» What is needed:
From the bylaws excerpt below, copy word for word the passage that begins with "Section 7. The" and ends after "Directors shall determine.".
* BEGIN Quoted text *
Any Vice President shall perform such other duties as from
time to time may be assigned to him or her by the President or by
the Board of Directors.
Section
6. The
Secretary.
The Secretary shall (a) keep the minutes of the member’s
and the Board of Directors’ meetings in one or more books provided
for that purpose; (b) see that all notices are duly given in
accordance with the provisions of these Bylaws or as required by
law; (c) be custodian of the corporate records; (d) keep a register
of the post office address of each member which shall be furnished
to the Secretary by such member; (e) have general charge of the
membership records of the Corporation; and (f) in general perform
all duties incident to the office of Secretary and such other duties
as from time to time may be assigned to him or her by the President
or by the board of Directors.
Section 7. The
Treasurer. If
required by the Board of Directors, the Treasurer shall give a bond
for the faithful discharge of his or her duties in such sum and with
such surety or sureties as the Board of Directors shall determine.
* END Quoted text *
* BEGIN Material shown *
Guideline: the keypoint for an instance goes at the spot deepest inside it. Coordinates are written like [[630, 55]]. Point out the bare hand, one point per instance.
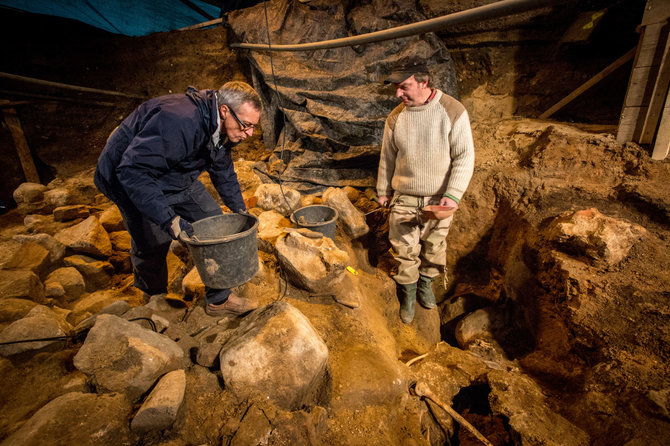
[[448, 202]]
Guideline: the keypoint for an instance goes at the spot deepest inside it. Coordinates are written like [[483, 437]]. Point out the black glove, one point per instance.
[[178, 225]]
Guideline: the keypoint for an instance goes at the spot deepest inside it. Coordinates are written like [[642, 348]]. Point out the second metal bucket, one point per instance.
[[318, 218], [225, 249]]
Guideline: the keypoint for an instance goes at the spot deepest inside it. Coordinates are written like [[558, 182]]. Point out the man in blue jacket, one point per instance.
[[150, 165]]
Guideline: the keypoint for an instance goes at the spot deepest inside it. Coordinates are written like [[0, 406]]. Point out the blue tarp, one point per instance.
[[128, 17]]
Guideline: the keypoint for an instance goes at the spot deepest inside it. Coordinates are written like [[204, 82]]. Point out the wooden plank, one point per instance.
[[588, 84], [655, 11], [659, 93], [202, 25], [662, 144], [629, 124], [27, 163]]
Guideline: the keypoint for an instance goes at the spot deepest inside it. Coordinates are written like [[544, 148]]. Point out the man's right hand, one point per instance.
[[179, 225]]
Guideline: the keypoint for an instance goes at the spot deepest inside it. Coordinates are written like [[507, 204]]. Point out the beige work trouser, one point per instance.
[[419, 244]]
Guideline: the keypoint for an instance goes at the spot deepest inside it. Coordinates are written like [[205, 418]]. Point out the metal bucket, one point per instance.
[[225, 249], [317, 218]]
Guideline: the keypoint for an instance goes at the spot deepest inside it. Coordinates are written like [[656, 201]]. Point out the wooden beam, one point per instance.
[[66, 86], [588, 84], [657, 98], [202, 25], [662, 144], [27, 163]]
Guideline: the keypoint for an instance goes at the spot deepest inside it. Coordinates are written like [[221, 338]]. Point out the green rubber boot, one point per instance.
[[407, 295], [425, 293]]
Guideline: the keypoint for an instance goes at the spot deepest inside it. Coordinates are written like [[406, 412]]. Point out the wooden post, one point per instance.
[[662, 144], [27, 163], [588, 84], [657, 98]]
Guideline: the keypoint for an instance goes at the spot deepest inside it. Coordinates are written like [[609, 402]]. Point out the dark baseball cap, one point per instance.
[[406, 67]]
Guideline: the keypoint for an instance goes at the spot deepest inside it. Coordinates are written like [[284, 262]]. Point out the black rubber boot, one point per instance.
[[425, 293], [407, 295]]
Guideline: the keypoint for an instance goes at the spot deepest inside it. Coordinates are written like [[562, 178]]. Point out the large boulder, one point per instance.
[[56, 249], [39, 323], [30, 256], [522, 402], [276, 354], [596, 237], [282, 199], [121, 356], [97, 273], [314, 264], [22, 285], [353, 220], [65, 283], [85, 419], [87, 237], [160, 409]]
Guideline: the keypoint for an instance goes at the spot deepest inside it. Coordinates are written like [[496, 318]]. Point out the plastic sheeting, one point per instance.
[[128, 17], [333, 101]]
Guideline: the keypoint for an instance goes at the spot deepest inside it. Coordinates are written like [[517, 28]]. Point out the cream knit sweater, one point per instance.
[[427, 150]]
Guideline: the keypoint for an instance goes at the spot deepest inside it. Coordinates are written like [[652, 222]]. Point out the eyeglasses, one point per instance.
[[244, 126]]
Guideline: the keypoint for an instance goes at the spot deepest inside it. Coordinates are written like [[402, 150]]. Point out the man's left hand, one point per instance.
[[448, 202]]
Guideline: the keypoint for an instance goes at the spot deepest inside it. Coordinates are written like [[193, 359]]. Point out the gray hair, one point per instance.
[[235, 93]]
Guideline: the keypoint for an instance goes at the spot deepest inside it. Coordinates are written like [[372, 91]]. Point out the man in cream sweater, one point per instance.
[[427, 158]]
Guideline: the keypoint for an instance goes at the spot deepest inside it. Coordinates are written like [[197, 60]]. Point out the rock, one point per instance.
[[117, 308], [353, 220], [521, 400], [72, 212], [270, 197], [92, 304], [40, 322], [121, 240], [271, 225], [12, 309], [29, 193], [21, 284], [56, 249], [593, 235], [87, 237], [7, 250], [97, 273], [111, 219], [192, 284], [367, 376], [254, 428], [316, 265], [456, 307], [160, 409], [480, 324], [246, 176], [276, 354], [121, 356], [30, 256], [77, 418], [57, 197], [66, 279], [34, 223]]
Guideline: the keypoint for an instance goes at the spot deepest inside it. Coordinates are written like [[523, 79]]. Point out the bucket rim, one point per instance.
[[311, 225], [225, 238]]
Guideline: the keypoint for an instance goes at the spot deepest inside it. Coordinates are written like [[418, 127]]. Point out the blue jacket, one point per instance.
[[161, 148]]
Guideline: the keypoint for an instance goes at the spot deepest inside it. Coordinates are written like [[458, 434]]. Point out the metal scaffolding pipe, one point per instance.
[[504, 7]]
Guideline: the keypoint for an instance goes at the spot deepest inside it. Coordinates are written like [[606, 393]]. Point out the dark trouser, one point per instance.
[[150, 244]]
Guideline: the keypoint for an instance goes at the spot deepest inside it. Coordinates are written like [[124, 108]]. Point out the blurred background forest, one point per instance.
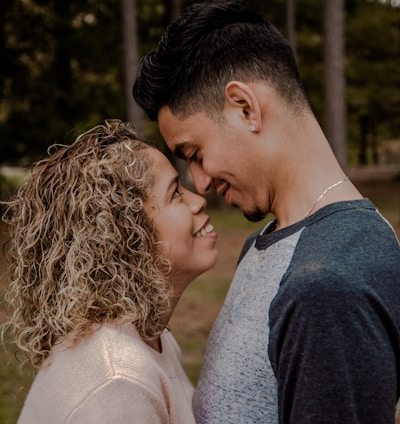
[[69, 64]]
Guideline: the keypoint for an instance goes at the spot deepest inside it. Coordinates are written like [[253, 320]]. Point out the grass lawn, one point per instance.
[[198, 307]]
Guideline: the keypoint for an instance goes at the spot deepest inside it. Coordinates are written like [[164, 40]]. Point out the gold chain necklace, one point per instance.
[[323, 194]]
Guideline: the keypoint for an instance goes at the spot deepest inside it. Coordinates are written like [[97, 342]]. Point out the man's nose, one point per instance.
[[202, 180]]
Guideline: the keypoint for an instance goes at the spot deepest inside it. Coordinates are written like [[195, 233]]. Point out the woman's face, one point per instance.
[[179, 218]]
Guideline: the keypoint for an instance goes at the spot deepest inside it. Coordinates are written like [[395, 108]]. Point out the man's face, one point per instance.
[[222, 156]]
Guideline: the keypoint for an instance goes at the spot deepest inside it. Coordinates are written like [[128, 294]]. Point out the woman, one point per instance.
[[104, 240]]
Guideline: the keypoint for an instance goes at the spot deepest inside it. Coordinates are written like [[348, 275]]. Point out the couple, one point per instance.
[[106, 240]]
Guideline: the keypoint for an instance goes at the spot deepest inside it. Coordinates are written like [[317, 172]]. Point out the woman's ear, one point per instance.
[[240, 95]]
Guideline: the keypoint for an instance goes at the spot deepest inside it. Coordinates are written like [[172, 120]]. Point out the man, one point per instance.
[[310, 329]]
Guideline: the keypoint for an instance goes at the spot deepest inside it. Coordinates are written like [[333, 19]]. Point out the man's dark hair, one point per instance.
[[212, 43]]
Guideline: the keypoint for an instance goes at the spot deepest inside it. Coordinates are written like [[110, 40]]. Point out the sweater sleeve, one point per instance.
[[333, 352], [121, 401]]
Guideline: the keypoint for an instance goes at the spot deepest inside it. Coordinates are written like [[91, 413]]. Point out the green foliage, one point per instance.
[[62, 65]]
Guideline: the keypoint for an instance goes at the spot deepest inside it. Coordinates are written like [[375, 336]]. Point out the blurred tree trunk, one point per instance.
[[334, 79], [131, 59], [291, 23]]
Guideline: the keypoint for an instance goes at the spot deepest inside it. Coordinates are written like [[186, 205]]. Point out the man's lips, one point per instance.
[[222, 189], [205, 229]]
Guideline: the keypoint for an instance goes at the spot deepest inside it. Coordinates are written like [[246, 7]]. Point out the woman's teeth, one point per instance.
[[209, 228]]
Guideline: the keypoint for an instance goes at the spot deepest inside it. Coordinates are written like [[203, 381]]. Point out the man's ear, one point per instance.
[[240, 95]]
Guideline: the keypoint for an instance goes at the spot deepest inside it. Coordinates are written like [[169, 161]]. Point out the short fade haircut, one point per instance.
[[210, 44]]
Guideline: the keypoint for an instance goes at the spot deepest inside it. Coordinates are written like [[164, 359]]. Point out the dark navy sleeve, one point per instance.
[[334, 327]]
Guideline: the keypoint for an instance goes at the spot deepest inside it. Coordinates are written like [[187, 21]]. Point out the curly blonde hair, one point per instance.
[[82, 250]]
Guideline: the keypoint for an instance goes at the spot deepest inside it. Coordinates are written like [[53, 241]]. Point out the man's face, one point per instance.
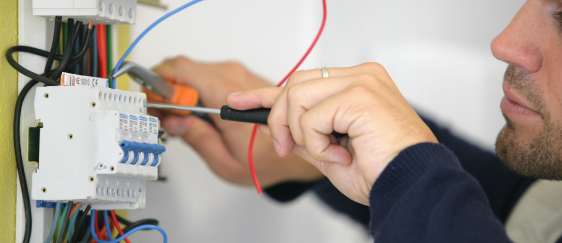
[[531, 141]]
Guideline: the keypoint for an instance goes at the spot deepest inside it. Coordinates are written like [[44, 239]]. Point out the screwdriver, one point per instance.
[[255, 116]]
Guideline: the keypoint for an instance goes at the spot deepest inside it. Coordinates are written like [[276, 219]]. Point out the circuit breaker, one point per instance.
[[91, 11], [93, 144]]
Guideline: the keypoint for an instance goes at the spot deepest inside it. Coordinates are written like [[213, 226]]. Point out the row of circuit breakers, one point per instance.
[[93, 144]]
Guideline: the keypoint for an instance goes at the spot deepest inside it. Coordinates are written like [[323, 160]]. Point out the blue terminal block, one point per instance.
[[160, 149], [127, 146], [151, 148], [140, 148]]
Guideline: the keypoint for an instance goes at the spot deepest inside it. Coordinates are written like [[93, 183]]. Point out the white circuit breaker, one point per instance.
[[95, 144], [91, 11]]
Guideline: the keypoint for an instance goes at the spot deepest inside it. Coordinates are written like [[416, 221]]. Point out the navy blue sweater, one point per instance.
[[448, 192]]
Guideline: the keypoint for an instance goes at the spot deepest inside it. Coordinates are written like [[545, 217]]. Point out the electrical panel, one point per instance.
[[91, 11], [93, 144]]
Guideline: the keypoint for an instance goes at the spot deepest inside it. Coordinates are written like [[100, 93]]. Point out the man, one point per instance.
[[390, 159]]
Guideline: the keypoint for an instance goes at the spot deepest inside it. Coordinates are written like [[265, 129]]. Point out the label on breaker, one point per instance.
[[134, 123], [143, 124], [123, 122], [69, 79], [153, 126]]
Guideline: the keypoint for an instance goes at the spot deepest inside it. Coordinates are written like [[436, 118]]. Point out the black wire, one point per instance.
[[25, 71], [19, 160], [55, 44], [139, 223], [80, 221], [32, 50], [67, 50], [65, 223], [123, 220]]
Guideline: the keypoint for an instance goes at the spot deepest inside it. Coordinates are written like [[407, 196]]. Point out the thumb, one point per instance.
[[207, 141]]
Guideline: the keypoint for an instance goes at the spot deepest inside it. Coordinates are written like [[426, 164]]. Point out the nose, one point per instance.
[[519, 43]]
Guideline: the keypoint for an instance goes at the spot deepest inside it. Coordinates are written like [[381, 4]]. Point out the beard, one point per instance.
[[537, 157]]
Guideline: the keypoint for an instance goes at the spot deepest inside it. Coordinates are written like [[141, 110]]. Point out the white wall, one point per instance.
[[437, 51]]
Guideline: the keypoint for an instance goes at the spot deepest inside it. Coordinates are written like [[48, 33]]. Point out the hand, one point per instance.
[[360, 101], [225, 148]]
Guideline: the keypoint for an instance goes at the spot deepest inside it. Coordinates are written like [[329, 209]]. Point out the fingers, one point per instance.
[[303, 96], [252, 99], [278, 119], [205, 139]]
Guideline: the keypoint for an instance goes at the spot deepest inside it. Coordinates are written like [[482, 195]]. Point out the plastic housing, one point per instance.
[[91, 11], [81, 155]]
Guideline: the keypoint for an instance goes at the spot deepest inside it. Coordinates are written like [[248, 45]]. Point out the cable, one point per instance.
[[74, 215], [107, 225], [55, 220], [67, 49], [95, 62], [80, 221], [139, 223], [254, 131], [102, 51], [55, 44], [65, 224], [109, 55], [19, 160], [122, 59], [62, 216], [116, 223], [128, 233]]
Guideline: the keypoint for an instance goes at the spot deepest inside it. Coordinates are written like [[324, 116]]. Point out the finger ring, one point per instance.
[[325, 72]]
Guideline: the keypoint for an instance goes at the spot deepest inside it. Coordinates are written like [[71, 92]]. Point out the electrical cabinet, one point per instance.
[[93, 144], [91, 11]]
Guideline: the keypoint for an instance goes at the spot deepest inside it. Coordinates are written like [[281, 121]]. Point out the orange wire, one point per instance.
[[116, 223], [253, 138], [76, 207], [102, 50]]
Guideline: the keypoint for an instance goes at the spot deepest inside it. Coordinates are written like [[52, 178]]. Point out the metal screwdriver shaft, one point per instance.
[[183, 108], [256, 116]]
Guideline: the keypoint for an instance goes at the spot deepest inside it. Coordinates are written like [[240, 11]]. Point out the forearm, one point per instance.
[[425, 196]]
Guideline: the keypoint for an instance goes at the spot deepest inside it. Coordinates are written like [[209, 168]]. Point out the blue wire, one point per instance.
[[93, 231], [55, 220], [120, 62], [107, 225], [60, 222], [71, 225]]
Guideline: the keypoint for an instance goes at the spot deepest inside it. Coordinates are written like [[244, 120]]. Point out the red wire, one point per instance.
[[102, 50], [253, 138], [116, 223]]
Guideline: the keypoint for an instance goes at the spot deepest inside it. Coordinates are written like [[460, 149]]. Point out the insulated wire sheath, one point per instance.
[[106, 221], [164, 235], [80, 221], [109, 54], [122, 59], [63, 215], [55, 220], [72, 222], [254, 131], [65, 224], [116, 223], [54, 44]]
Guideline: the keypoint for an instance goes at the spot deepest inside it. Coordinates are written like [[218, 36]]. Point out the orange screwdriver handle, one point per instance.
[[184, 95]]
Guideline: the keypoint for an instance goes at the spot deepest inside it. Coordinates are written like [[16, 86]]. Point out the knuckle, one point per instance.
[[181, 59], [374, 66], [295, 77]]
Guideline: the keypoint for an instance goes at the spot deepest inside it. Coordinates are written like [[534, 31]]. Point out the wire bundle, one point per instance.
[[254, 131]]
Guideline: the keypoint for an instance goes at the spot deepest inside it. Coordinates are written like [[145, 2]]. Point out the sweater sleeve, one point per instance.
[[424, 195], [502, 187]]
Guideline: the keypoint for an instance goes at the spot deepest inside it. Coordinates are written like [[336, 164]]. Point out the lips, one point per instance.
[[513, 105]]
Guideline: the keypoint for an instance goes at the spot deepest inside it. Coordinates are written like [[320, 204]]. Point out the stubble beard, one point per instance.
[[538, 157]]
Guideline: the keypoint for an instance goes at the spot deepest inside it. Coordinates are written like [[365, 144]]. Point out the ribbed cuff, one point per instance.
[[402, 173]]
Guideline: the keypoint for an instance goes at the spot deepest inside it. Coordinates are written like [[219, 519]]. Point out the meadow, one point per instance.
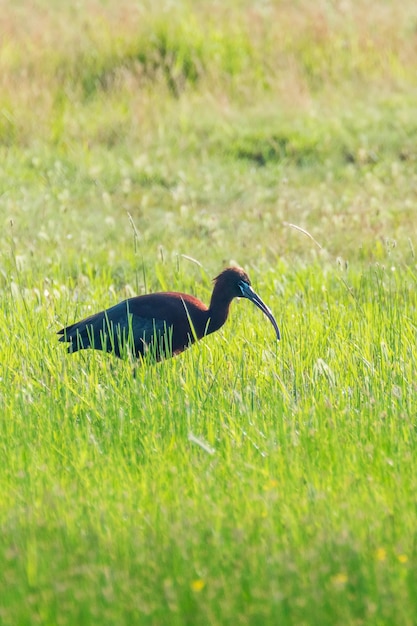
[[145, 146]]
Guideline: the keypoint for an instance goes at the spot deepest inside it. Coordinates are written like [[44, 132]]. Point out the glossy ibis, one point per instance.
[[162, 324]]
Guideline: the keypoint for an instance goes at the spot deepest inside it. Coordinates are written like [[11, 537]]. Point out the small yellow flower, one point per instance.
[[339, 579], [380, 554], [198, 585]]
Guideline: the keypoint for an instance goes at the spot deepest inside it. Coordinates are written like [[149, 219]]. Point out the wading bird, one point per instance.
[[162, 324]]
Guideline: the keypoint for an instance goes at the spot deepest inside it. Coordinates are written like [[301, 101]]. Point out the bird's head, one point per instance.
[[233, 282]]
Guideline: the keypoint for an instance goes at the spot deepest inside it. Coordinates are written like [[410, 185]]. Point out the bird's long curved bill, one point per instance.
[[253, 297]]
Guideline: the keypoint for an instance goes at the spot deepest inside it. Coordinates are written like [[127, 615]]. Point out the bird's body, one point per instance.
[[161, 324]]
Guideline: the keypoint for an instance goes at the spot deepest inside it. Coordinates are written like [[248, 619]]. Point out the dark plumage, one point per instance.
[[162, 324]]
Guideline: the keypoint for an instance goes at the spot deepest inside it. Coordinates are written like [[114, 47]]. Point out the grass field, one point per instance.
[[145, 146]]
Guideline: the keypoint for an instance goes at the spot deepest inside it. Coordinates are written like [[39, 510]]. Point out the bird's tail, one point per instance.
[[85, 334]]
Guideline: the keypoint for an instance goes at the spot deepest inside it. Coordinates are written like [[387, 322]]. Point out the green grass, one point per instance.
[[244, 482]]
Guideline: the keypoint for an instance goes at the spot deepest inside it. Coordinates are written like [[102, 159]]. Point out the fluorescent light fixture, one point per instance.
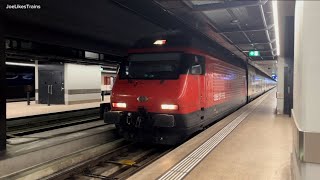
[[276, 24], [169, 106], [119, 105], [20, 64], [160, 42]]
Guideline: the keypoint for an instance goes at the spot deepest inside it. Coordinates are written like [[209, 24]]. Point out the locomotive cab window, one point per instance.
[[197, 64], [196, 69], [151, 66]]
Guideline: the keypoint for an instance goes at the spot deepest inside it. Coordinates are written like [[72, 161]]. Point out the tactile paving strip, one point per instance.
[[181, 169]]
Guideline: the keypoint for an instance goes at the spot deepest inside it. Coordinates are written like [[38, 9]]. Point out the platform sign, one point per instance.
[[254, 53]]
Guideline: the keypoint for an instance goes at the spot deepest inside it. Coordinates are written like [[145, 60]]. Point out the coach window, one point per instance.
[[197, 67]]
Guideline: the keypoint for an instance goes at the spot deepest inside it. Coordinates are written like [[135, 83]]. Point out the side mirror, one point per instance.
[[196, 69]]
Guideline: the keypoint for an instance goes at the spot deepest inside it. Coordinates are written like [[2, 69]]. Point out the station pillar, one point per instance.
[[3, 87], [305, 112]]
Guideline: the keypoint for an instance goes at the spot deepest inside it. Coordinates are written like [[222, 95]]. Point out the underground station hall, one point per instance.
[[159, 89]]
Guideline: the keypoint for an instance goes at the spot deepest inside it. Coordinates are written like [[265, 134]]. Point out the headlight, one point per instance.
[[169, 106], [119, 105]]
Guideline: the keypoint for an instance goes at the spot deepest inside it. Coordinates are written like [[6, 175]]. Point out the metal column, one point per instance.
[[3, 87]]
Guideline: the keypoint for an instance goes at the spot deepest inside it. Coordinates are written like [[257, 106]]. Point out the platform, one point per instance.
[[258, 148], [21, 109]]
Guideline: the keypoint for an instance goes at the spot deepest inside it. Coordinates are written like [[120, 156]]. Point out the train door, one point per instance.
[[198, 68], [51, 86], [57, 87]]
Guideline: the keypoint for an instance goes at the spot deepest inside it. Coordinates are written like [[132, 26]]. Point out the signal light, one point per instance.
[[169, 107], [160, 42], [119, 105]]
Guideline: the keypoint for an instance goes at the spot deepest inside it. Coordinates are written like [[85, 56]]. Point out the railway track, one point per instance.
[[34, 124], [119, 163]]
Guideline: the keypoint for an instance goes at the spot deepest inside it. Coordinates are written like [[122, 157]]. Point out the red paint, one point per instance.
* END Material shown *
» Solution to the problem:
Section 7. The
Treasurer. If
required by the Board of Directors, the Treasurer shall give a bond
for the faithful discharge of his or her duties in such sum and with
such surety or sureties as the Board of Directors shall determine.